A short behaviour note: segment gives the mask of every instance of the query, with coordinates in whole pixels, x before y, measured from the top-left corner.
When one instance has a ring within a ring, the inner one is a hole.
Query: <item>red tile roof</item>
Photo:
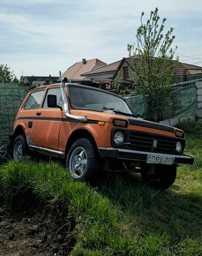
[[[107,65],[106,63],[94,58],[91,60],[86,60],[86,64],[83,62],[78,62],[74,64],[72,66],[69,67],[61,76],[61,79],[64,78],[67,78],[68,79],[71,80],[82,80],[85,78],[81,76],[82,73],[91,72],[94,68],[100,68],[101,66]]]
[[[101,68],[97,68],[94,70],[92,70],[88,72],[82,73],[82,76],[87,76],[87,75],[93,75],[93,74],[100,74],[100,73],[105,73],[105,72],[116,72],[122,60],[116,61],[115,63],[109,64],[108,65],[105,65]]]

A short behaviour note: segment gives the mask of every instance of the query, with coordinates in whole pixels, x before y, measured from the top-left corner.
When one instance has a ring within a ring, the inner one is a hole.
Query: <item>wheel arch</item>
[[[74,141],[76,141],[78,139],[81,139],[81,138],[91,139],[93,141],[93,143],[94,144],[95,147],[97,148],[96,141],[95,141],[94,136],[92,135],[92,133],[86,129],[79,129],[79,130],[74,131],[71,134],[71,136],[69,137],[69,139],[66,142],[65,155],[67,155],[67,153],[68,153],[69,149],[71,148],[71,145],[74,143]]]
[[[26,133],[25,133],[25,127],[21,124],[19,124],[16,128],[15,128],[15,131],[12,134],[12,139],[14,140],[15,138],[19,135],[24,135],[26,136]]]

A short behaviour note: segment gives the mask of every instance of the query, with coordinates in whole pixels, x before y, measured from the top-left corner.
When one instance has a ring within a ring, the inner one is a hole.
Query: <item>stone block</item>
[[[202,81],[196,81],[196,86],[198,89],[201,89],[202,88]]]
[[[202,109],[202,102],[198,102],[198,109]]]
[[[198,95],[198,97],[197,97],[197,101],[198,101],[198,102],[202,102],[202,95]]]
[[[197,117],[202,118],[202,109],[198,109],[196,114],[197,114]]]
[[[197,90],[197,94],[198,95],[202,95],[202,88],[199,88]]]

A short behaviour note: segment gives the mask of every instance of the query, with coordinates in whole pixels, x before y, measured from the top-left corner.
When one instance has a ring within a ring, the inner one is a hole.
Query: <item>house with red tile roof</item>
[[[82,73],[81,76],[86,77],[94,82],[111,84],[119,73],[122,86],[128,87],[131,86],[129,75],[131,61],[131,60],[129,57],[123,57],[122,60]],[[198,78],[202,78],[202,67],[184,63],[176,63],[176,83]]]
[[[105,65],[107,65],[106,63],[97,58],[90,60],[83,58],[81,62],[75,63],[73,65],[67,68],[67,70],[60,77],[60,79],[67,78],[68,80],[71,82],[79,82],[83,80],[91,81],[91,78],[81,76],[81,74],[93,72],[94,70],[101,68]]]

· · · ·

> [Problem to solve] Find each line above that contains the string "roof", matching case exactly, and copy those lines out in full.

> [Response to this task]
Query: <item>red tile roof</item>
Query: <item>house with red tile roof</item>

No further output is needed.